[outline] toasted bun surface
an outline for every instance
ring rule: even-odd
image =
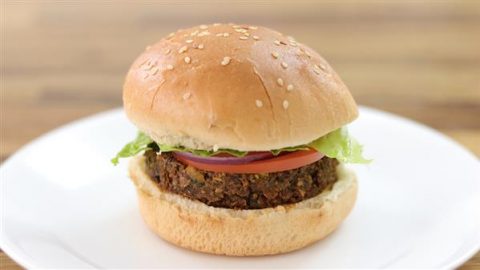
[[[333,189],[308,200],[259,210],[216,208],[160,190],[144,168],[144,158],[137,156],[129,172],[150,229],[175,245],[222,255],[278,254],[307,246],[345,219],[357,194],[355,175],[340,165]]]
[[[268,28],[233,24],[180,30],[147,47],[128,72],[123,100],[156,142],[196,149],[306,144],[358,114],[315,51]]]

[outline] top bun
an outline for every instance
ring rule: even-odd
[[[267,151],[307,144],[354,120],[357,106],[319,54],[265,27],[200,25],[135,60],[123,101],[160,144]]]

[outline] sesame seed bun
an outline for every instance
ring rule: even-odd
[[[266,151],[307,144],[357,117],[332,67],[264,27],[214,24],[148,46],[126,77],[130,120],[161,144]]]
[[[231,256],[259,256],[293,251],[332,231],[355,204],[355,174],[337,167],[332,190],[290,205],[255,210],[217,208],[162,191],[145,173],[143,156],[130,161],[140,213],[163,239],[195,251]]]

##############################

= Exercise prompt =
The entries above should be reproduced exactly, without their pictures.

= Answer box =
[outline] toasted bun surface
an outline for every instance
ring rule: even-odd
image =
[[[333,189],[308,200],[259,210],[216,208],[160,190],[144,168],[144,158],[137,156],[129,172],[150,229],[175,245],[222,255],[278,254],[307,246],[345,219],[357,194],[355,175],[340,165]]]
[[[268,28],[233,24],[180,30],[147,47],[128,72],[123,100],[156,142],[196,149],[306,144],[358,114],[315,51]]]

[outline] top bun
an outline for every instance
ring rule: even-odd
[[[267,151],[307,144],[354,120],[357,106],[319,54],[265,27],[200,25],[135,60],[123,101],[160,144]]]

[outline] sesame seed bun
an outline for every instance
ring rule: even-odd
[[[266,151],[307,144],[357,117],[332,67],[264,27],[214,24],[148,46],[126,77],[130,120],[161,144]]]
[[[231,256],[259,256],[293,251],[332,231],[355,204],[355,174],[337,167],[332,190],[290,205],[255,210],[217,208],[162,191],[145,173],[143,156],[130,161],[140,213],[163,239],[195,251]]]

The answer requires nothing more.